▶ DIRECTIONS
Reproduce verbatim the lines of the material below, beginning with the line that contains "1001, row 60." and running through the line that contains "column 143, row 153", both of those lines included.

▶ DATA ROWS
----

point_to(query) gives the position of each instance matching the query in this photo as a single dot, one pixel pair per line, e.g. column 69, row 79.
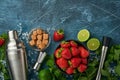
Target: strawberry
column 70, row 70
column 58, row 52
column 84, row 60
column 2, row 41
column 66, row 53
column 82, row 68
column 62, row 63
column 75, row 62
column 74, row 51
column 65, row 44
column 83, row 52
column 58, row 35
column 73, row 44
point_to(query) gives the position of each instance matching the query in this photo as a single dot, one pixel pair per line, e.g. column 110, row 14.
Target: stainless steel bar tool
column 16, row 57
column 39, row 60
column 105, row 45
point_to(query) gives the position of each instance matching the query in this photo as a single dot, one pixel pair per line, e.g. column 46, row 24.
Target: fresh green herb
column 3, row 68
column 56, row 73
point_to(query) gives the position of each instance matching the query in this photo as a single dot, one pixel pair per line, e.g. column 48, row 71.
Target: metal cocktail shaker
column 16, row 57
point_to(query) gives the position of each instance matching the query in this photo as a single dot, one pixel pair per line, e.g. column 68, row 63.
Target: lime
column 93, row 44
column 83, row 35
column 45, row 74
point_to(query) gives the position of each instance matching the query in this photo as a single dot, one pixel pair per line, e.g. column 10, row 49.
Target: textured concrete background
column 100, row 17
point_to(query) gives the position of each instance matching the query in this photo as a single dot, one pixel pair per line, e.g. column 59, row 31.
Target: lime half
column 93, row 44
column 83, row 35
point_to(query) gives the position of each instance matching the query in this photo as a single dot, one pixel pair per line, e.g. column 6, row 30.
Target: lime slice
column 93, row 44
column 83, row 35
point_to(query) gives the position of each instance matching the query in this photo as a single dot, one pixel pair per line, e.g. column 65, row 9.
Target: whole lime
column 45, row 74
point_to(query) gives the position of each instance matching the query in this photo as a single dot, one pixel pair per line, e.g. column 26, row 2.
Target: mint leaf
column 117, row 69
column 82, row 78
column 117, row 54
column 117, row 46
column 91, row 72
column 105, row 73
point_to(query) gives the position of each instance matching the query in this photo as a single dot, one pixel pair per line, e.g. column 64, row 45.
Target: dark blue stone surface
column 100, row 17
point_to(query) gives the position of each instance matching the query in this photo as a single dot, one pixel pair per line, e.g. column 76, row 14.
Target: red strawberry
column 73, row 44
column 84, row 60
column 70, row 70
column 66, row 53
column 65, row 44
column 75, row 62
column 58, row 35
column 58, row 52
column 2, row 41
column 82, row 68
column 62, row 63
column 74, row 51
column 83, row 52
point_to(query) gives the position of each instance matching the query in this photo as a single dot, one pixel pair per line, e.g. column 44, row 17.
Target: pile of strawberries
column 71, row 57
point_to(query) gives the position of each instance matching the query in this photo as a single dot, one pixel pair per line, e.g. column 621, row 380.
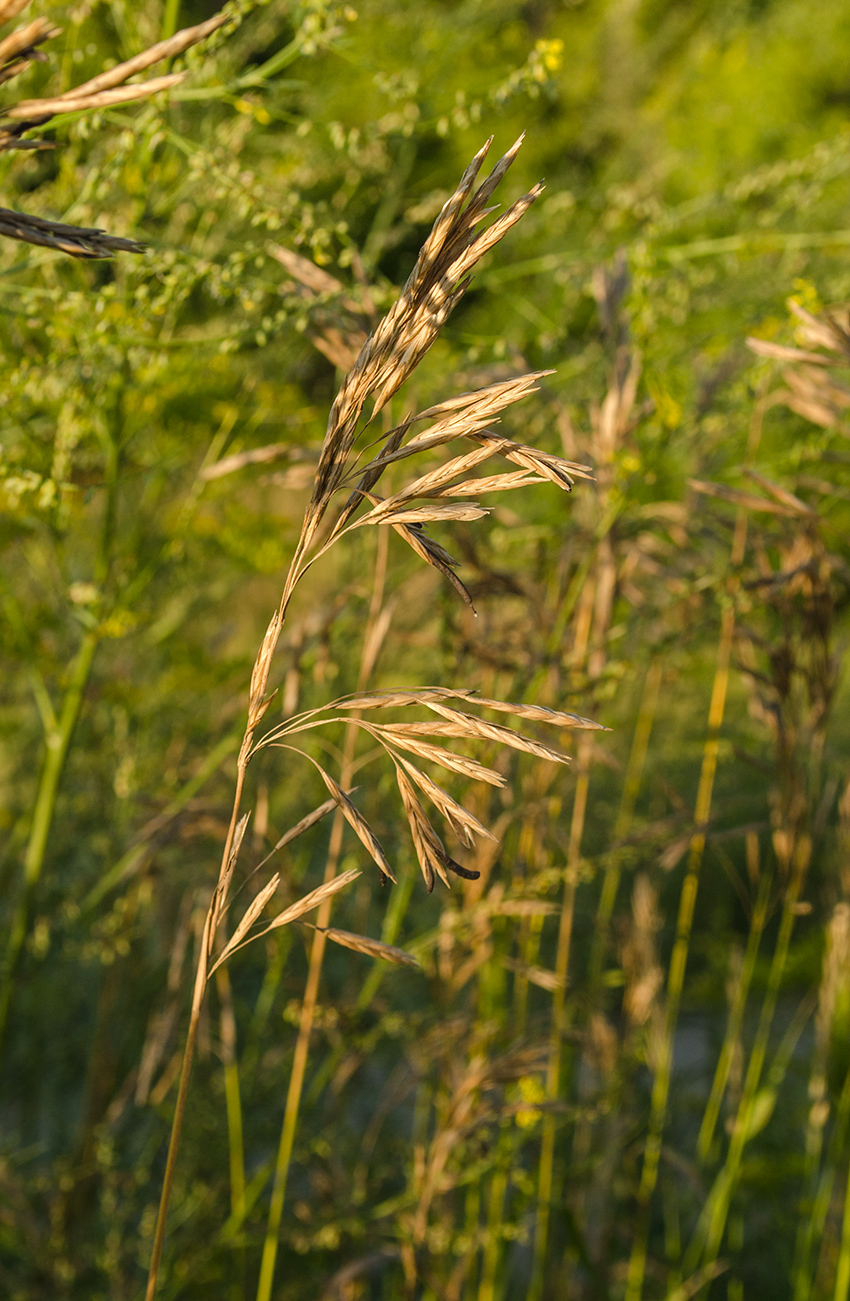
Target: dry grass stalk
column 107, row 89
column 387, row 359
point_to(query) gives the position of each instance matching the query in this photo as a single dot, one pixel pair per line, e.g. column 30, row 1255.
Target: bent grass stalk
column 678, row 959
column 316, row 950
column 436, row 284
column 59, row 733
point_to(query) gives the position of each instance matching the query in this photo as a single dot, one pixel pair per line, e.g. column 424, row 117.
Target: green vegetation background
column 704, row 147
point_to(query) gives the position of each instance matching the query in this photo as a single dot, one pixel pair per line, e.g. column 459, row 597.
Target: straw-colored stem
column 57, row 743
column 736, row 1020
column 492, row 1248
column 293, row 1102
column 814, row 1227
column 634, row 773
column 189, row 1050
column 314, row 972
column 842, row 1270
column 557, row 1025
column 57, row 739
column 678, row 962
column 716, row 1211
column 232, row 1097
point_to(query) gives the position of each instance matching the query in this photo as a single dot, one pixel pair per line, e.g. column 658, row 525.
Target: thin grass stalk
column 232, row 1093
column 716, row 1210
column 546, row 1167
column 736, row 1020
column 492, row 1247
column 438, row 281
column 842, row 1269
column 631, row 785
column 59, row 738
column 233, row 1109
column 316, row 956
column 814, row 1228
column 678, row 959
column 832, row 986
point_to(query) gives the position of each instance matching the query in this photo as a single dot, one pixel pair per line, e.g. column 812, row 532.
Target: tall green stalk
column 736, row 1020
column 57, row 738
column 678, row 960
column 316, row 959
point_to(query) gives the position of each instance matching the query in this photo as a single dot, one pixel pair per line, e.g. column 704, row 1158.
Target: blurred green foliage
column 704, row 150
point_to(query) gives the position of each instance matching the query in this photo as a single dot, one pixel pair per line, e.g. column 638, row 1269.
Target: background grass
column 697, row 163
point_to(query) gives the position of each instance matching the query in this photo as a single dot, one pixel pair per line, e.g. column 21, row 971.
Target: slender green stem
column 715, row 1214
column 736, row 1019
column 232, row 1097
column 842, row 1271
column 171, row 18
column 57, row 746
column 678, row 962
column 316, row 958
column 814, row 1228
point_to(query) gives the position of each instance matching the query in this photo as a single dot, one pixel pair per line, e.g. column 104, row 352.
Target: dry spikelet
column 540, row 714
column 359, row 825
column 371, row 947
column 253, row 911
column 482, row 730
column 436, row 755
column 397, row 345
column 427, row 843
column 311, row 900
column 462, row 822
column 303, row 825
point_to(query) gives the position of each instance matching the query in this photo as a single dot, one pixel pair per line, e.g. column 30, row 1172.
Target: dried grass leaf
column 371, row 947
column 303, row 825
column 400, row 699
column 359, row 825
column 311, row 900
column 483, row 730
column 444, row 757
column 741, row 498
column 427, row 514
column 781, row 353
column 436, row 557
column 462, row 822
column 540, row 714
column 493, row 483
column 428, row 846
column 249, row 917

----

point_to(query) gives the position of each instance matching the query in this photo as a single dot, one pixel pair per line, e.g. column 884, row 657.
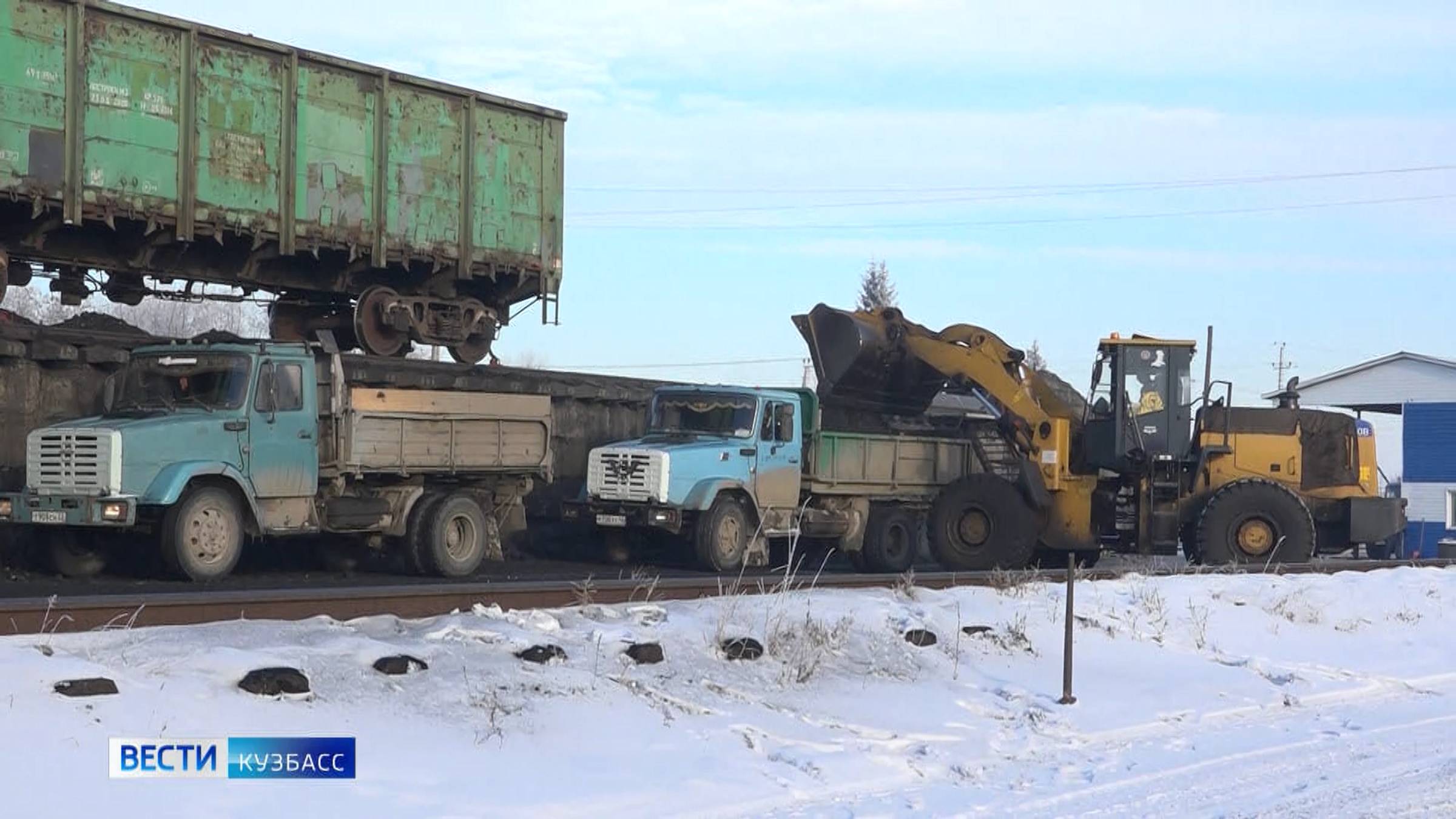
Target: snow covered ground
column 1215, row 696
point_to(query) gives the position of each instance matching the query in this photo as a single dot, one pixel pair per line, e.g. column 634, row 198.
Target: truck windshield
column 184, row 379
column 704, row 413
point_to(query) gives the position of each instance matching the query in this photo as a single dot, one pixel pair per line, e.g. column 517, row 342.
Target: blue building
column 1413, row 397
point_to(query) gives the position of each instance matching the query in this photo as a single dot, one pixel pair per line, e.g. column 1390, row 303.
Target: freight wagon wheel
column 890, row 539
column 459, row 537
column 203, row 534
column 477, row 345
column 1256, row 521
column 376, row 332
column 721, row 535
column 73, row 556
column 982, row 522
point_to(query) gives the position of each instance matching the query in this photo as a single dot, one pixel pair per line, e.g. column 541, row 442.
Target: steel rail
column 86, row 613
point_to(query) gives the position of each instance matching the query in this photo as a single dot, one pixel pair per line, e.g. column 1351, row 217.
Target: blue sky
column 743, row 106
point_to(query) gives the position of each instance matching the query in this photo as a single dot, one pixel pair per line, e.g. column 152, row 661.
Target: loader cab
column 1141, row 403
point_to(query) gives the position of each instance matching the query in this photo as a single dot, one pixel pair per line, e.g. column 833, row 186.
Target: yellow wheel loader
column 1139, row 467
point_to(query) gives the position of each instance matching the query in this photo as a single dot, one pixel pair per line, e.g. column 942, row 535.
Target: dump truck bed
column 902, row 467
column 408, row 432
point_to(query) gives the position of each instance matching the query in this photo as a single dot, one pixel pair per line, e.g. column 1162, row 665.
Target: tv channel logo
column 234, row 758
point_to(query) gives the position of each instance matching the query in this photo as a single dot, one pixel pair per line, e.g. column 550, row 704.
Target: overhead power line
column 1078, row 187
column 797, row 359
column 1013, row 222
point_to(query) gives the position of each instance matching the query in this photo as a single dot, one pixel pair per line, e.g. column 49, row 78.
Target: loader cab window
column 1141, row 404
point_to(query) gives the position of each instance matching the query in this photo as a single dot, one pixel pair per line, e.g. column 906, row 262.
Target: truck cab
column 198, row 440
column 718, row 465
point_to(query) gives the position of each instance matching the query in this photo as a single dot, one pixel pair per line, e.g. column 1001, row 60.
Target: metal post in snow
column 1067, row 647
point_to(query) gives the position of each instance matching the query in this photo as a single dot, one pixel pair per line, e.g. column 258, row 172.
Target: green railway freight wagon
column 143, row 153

----

▶ RESULT OF THIS TASK
point_to(query) gives the position of each instance matching the query in this photo as a single dot, one pixel pair per line, e.g. column 1001, row 60.
Target: metal post in snow
column 1067, row 647
point_to(query) gives the position of each instance matching the query in this photo as a single dot, one pixel pair per line, e.g. column 258, row 172.
Target: green railway freight wagon
column 143, row 153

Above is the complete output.